Please quote the following lines word for word, leaving out the pictures.

[Point labeling examples]
——————

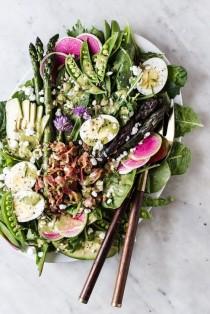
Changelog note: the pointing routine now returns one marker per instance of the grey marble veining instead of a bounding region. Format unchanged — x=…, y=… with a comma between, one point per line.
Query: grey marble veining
x=170, y=268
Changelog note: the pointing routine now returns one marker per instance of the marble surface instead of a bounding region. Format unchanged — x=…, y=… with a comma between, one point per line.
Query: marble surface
x=170, y=269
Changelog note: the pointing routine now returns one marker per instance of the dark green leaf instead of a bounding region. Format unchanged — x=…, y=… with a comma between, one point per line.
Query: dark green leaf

——————

▸ COMPLETE ANSWER:
Changelog note: the pointing routine now returns one marker per instance of the grey marble veining instead of a bounding region. Format unchanged — x=…, y=… with a comma between, one point per line.
Query: grey marble veining
x=170, y=268
Changelog note: the pointing routine now returns one marker per instance of the marble surface instead of a bounding region. Format unchanged — x=…, y=… with a comma between, one point per line.
Query: marble surface
x=170, y=269
Changelog note: the pointing routine now returns one marker per instance of the dark green leaf instead of a bounding region. Format unchanged — x=…, y=… with a comma between, one point per line.
Query: dark green leaf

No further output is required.